→ **Extract**
- - -

To send a webhook, you'll need a URL where you'll be able to make the POST request. For this demonstration, let's pick this webhook site service to monitor the received webhooks. It gives you a unique URL against which you'll be able to make the post requests and monitor them in a dashboard like this:
On the API docs page, click the Try it out button near the request body section:
This should reveal a panel like the following one where you can make your request:
Notice that the section is prefilled with an example request payload. You can use this exact payload to make a request. Go ahead and click the execute button. If you scroll down a little, you'll notice the HTTP response:
Now, if you head over to the webhook site URL, you should be able to see your API payload:
To monitor the webhook tasks, head over to the following URL:
http://localhost:8899/
You should be presented with a GUI like this:
If you click Workers on the left panel, you'll be presented with a panel where you can monitor all the workers:
The Jobs panel lists all the tasks, and from there you'll be able to requeue a
failed job. By default, Hook Slinger retries a failed job 3 times with 5 seconds linear
backoff. However, this can be configured using environment variables in the .env
file.

- - -

→ **Exercises**
**1)** Answer from the webhook walkthrough:
(a) Which button near the request body section opens the panel for making a request?
(b) At what URL can the webhook tasks be monitored?
(c) By default, how many times does Hook Slinger retry a failed job, and with what backoff?
**2)** Which lines of the entries contain the string "rear"? Identify each one, treating case as significant.
The entries have no connection to the webhook walkthrough.

→ **Provided information**
- - -

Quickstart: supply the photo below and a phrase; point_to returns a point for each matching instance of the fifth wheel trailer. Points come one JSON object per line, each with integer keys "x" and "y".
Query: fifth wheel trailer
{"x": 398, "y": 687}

- - -

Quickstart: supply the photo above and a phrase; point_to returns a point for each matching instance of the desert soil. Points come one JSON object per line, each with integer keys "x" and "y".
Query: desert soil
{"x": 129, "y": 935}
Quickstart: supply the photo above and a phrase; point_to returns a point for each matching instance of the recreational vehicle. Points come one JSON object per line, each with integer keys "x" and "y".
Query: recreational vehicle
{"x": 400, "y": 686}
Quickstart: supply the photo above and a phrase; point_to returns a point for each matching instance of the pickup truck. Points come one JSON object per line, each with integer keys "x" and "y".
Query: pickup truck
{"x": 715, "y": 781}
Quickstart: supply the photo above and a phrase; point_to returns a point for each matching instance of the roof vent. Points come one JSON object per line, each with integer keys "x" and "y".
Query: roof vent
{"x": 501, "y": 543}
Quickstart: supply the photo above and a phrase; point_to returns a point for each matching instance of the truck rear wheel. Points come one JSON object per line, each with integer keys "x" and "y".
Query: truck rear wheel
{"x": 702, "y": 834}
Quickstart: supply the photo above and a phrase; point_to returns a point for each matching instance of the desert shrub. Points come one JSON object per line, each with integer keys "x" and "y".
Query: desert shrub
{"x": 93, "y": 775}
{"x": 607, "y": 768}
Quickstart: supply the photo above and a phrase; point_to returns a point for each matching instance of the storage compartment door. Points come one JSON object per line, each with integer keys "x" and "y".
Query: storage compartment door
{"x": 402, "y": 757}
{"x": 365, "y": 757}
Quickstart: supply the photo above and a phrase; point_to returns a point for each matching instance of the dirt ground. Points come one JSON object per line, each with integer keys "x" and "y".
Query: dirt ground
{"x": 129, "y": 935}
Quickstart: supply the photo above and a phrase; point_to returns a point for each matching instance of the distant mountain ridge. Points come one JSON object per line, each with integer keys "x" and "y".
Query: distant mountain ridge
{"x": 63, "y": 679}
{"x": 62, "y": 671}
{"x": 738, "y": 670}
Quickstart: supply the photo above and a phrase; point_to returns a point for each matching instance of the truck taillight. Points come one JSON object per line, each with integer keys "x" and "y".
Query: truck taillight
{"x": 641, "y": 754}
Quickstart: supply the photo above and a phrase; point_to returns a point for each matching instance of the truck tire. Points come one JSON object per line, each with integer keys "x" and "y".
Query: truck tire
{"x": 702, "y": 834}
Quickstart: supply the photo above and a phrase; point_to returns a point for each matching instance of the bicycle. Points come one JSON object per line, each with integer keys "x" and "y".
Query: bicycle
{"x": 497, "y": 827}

- - -

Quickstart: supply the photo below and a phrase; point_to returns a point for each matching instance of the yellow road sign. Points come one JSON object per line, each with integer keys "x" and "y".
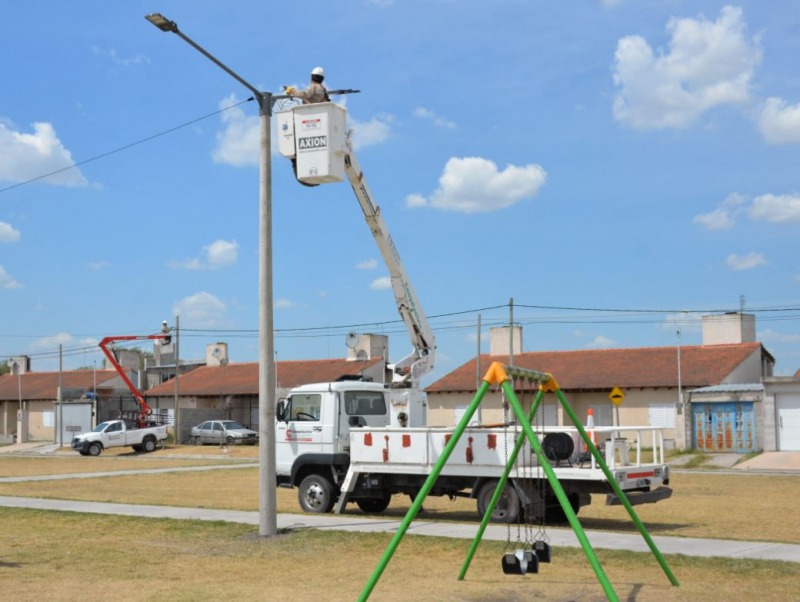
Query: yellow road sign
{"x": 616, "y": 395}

- - -

→ **Set of answers**
**1)**
(a) The Try it out button.
(b) http://localhost:8899/
(c) 3 times, with 5 seconds linear backoff.

**2)**
Quickstart: supply the photo above and a phrase; point_to returns a point for each matching instance of the truck rear wheel. Points come one JSON object per line, each with integer keys "x" and "y".
Query: truck rear wheel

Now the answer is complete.